WORK INSTRUCTIONS: The entries need to be copied exactly.

DATA FOR THE TASK:
* * * * * * * * *
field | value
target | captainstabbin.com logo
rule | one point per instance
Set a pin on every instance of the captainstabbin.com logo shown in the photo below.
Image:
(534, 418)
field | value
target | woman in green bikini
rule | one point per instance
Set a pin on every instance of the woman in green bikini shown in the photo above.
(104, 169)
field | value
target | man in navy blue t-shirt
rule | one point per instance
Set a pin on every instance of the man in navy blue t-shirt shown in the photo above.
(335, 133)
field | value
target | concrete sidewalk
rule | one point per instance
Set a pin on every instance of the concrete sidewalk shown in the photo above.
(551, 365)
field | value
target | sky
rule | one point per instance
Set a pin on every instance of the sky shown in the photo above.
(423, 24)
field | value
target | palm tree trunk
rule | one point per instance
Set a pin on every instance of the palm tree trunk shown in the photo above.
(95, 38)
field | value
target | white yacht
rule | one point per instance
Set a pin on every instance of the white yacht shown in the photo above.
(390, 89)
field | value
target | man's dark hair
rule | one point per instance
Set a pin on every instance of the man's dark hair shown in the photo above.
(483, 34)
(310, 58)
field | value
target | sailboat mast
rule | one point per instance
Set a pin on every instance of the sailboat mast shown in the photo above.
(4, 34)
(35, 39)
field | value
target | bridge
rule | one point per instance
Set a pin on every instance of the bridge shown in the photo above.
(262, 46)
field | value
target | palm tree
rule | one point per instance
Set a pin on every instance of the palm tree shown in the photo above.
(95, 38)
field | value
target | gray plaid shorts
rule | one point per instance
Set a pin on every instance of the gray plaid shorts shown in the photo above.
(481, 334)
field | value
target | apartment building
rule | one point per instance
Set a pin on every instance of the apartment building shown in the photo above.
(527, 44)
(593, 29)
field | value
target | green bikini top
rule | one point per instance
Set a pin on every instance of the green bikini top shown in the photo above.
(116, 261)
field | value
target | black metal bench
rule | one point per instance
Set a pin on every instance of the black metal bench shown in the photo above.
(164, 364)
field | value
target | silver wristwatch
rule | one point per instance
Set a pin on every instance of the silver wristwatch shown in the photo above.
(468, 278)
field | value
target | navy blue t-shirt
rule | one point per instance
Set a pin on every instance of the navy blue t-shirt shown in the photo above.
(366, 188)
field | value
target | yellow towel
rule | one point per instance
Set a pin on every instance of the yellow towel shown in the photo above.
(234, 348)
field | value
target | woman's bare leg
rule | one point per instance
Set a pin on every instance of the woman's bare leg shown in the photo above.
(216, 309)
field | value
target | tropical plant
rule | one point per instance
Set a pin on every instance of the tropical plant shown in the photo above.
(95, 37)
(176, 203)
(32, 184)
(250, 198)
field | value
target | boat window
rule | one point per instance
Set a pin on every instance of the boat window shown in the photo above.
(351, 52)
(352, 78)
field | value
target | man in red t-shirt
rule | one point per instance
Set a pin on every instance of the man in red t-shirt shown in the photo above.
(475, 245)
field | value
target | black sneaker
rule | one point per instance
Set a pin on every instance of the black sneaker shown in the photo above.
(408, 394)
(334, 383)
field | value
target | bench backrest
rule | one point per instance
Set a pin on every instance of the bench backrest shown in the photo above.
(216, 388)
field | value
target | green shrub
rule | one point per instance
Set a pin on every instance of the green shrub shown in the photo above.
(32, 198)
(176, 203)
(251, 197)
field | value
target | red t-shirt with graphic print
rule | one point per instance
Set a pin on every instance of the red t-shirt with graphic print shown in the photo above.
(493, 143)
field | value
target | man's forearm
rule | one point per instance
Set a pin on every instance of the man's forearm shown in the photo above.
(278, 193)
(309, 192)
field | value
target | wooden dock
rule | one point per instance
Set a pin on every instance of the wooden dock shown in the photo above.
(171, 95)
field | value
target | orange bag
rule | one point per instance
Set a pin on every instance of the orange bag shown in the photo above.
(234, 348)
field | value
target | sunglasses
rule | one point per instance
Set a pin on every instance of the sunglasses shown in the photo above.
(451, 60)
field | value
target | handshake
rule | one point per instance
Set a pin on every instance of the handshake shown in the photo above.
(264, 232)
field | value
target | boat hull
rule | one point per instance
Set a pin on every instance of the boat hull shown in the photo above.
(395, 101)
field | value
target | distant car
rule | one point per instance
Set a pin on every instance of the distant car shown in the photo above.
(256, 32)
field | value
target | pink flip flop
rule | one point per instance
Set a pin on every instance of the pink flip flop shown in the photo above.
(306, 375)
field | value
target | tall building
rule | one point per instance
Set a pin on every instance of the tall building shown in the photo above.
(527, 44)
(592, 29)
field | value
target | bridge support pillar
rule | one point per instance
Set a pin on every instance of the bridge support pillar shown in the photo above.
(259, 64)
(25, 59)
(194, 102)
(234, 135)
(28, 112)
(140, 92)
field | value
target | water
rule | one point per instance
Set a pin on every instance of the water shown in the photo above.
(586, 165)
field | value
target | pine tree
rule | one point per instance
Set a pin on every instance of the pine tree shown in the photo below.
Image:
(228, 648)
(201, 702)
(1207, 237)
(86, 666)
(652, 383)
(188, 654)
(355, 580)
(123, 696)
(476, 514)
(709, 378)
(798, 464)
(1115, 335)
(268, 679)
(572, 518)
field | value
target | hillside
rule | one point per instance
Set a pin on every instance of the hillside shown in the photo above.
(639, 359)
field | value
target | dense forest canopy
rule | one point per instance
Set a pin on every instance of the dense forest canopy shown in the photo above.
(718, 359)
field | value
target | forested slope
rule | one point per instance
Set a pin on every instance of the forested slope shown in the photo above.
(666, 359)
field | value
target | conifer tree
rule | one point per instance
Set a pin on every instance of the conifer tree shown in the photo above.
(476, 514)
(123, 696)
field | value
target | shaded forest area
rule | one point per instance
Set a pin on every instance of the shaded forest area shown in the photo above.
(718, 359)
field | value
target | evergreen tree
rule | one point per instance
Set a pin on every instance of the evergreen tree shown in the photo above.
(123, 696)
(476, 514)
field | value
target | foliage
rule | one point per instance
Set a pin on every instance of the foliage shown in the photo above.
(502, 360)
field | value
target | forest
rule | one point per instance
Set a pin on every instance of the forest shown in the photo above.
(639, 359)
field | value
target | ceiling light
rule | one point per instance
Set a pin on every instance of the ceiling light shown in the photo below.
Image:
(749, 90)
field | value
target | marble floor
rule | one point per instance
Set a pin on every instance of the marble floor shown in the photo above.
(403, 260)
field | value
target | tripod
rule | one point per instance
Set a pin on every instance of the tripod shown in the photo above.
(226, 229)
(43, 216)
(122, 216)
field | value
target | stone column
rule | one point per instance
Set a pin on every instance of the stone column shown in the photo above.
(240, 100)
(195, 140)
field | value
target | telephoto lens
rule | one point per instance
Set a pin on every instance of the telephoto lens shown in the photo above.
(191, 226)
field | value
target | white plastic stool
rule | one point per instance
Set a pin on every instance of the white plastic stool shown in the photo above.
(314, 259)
* * * * * * * * *
EXPECTED ANSWER:
field | value
target | captainstabbin.com logo
rule | one point per instance
Set a pin on every instance of the captainstabbin.com logo shown in the photo below.
Image:
(534, 418)
field | value
target | woman in green bikini
rule | one point per instance
Set a pin on every instance of the woman in green bikini shown in the photo above.
(104, 169)
field | value
target | man in navy blue t-shirt
rule | one point per instance
Set a pin on every instance of the man in navy blue t-shirt shown in the photo above.
(335, 133)
field | value
target | concrete sidewalk
rule | one point per instance
Set a pin on every instance of the concrete sidewalk shown in the photo above.
(551, 365)
field | value
target | sky
rule | one point per instance
Set a pin on every instance of the sky shown in the photo above.
(423, 24)
field | value
target | palm tree trunk
rule | one point per instance
Set a pin on every instance of the palm tree trunk shown in the photo above.
(95, 38)
field | value
target | white yacht
rule | one point per instance
Set a pin on every instance of the white yacht shown in the photo above.
(390, 89)
field | value
target | man's dark hair
rule | one point per instance
Set a pin on every instance of the man's dark hair shown in the photo above.
(483, 34)
(310, 58)
field | value
target | sailboat mast
rule | one point per instance
Set a pin on every instance of the sailboat mast shown in the photo above.
(4, 34)
(35, 39)
field | value
target | bridge
rule | one point per instance
Set a pin on every instance of the bridge shown in the photo above.
(262, 46)
field | value
target | palm tree
rule | one point per instance
Set a pin on every instance of the palm tree shown in the photo above.
(95, 38)
field | value
target | gray plaid shorts
rule | one point per instance
Set a pin on every instance of the gray plaid shorts shown in the photo above.
(481, 334)
field | value
target | apartment building
rule | one point per instance
Set a pin on every instance of the apartment building shown in the photo above.
(527, 44)
(593, 29)
field | value
target | green bikini top
rule | one point per instance
Set a pin on every instance of the green bikini top shown in the photo above.
(116, 261)
field | value
target | black metal bench
rule | one point per instance
Set a pin on every instance of the black metal bench shown in the photo above.
(164, 364)
field | value
target | silver wristwatch
rule | one point per instance
Set a pin on every instance of the silver wristwatch shown in the photo above.
(468, 278)
field | value
target | navy blue t-shirt
rule | one point per instance
Set a pin on every instance of the navy blue t-shirt shown in the photo above.
(366, 188)
field | value
target | yellow towel
rule | one point per instance
Set a pin on every instance of the yellow towel shown in the photo above.
(234, 348)
field | value
target | woman's bare leg
rule | one point per instance
Set a pin on every instance of the woman's bare leg shown in the photo above.
(216, 309)
field | value
target | tropical plant
rule | one point per instance
Set a pin on every instance of the tropical plant shown in the photo above.
(95, 37)
(176, 203)
(32, 184)
(250, 198)
field | value
target | boat window
rule | one point per instance
Set a pin on every instance of the boat window shown in the photo above.
(351, 52)
(352, 78)
field | value
target | man in red t-shirt
rule | one point per instance
Set a pin on every instance of the man in red t-shirt shown in the photo above.
(475, 245)
field | value
target | black sneaker
rule | one point per instance
Set a pin on every instance of the black sneaker shown in the photo above.
(408, 394)
(334, 383)
field | value
target | bench backrest
rule | one point per instance
Set a pin on every instance of the bench backrest shown in the photo above.
(216, 388)
field | value
target | green shrub
rule | one point per instance
Set a pin on every instance of the green shrub shown in the photo above.
(32, 198)
(176, 203)
(251, 197)
field | value
target | red t-shirt with graphic print
rule | one point per instance
Set a pin on every instance of the red t-shirt with graphic print shown in the photo above.
(493, 143)
field | value
target | man's forearm
rule | one point per instance
Set a pin on every instance of the man's forearm shown in the photo above.
(278, 193)
(309, 192)
field | value
target | wooden dock
rule | one point per instance
Set a pin on every instance of the wooden dock shown in the photo above.
(171, 95)
field | value
target | orange bag
rule | one point per instance
Set a pin on every instance of the orange bag shown in the photo above.
(234, 348)
field | value
target | sunglasses
rule | one point per instance
Set a pin on every instance of the sunglasses shown in the photo above.
(451, 60)
field | value
target | handshake
rule | one point per instance
Set a pin on every instance of the handshake shown in the photo above.
(264, 232)
field | value
target | boat hull
rule | one point per instance
Set a pin on every instance of the boat hull shown in the photo above.
(395, 101)
field | value
target | distant car
rule | one point per instance
Set a pin on every instance of the distant car shown in the photo above.
(256, 32)
field | value
target | pink flip flop
rule | one point per instance
Set a pin on every instance of the pink flip flop shown in the photo above.
(306, 375)
field | value
target | tall building
rule | one point per instance
Set a pin on every instance of the tall building shown in the photo above.
(527, 44)
(592, 29)
field | value
target | bridge support pillar
rule | one point per instance
Set a pin on every instance of the bridge support pillar shown in the photo above.
(259, 64)
(25, 59)
(194, 102)
(234, 135)
(28, 112)
(140, 92)
field | value
target | water
rule | one point per instance
Set a pin on every instance of the water shown in the photo above.
(586, 165)
field | value
target | pine tree
rule | one point per instance
Set a pin on every instance of the pine tree shown in the photo below.
Image:
(228, 648)
(201, 702)
(1207, 237)
(86, 666)
(652, 383)
(188, 654)
(355, 580)
(123, 696)
(476, 514)
(709, 378)
(798, 464)
(1115, 335)
(268, 679)
(572, 518)
field | value
target | hillside
rule | one point per instance
Set a pin on every instance of the hillside shown in the photo above.
(639, 359)
field | value
target | dense forest canopy
rule | one point per instance
Set a pin on every instance of the dense forest canopy shown in the photo above.
(718, 359)
field | value
target | forested slope
rule | one point per instance
Set a pin on every instance of the forested slope shown in the photo above.
(666, 359)
field | value
target | conifer tree
rule | one point per instance
Set a pin on every instance of the conifer tree shown in the photo above.
(476, 514)
(123, 696)
field | value
target | shaded forest area
rule | one point per instance
Set a pin on every instance of the shaded forest area shown in the photo above.
(718, 359)
field | value
target | evergreen tree
rule | one point per instance
Set a pin on every instance of the evergreen tree shown in the photo above.
(123, 696)
(476, 514)
field | value
target | foliage
rule | one point per instance
Set a pin on every instance of the foliage shown in the photo above.
(502, 360)
field | value
target | forest
rule | one point per instance
Set a pin on every instance of the forest shown in the photo above.
(639, 359)
field | value
target | ceiling light
rule | one point per instance
Set a pin on every instance of the ceiling light shown in the photo below.
Image:
(749, 90)
field | value
target | marble floor
rule | one point per instance
Set a pin on every instance of the marble floor shown in the photo above.
(403, 260)
field | value
target | tripod
rule | one point per instance
Set a pin on every instance of the tripod shown in the photo above.
(226, 229)
(43, 216)
(122, 216)
field | value
target | stone column
rule | one point per instance
Set a pin on every instance of the stone column shown in the photo above.
(240, 100)
(195, 140)
field | value
target | telephoto lens
rule | one point per instance
Set a pin on every instance of the telephoto lens shown in the photo above.
(191, 226)
field | value
target | white plastic stool
rule | one point per instance
Set a pin on every instance of the white plastic stool shown in the photo above.
(314, 259)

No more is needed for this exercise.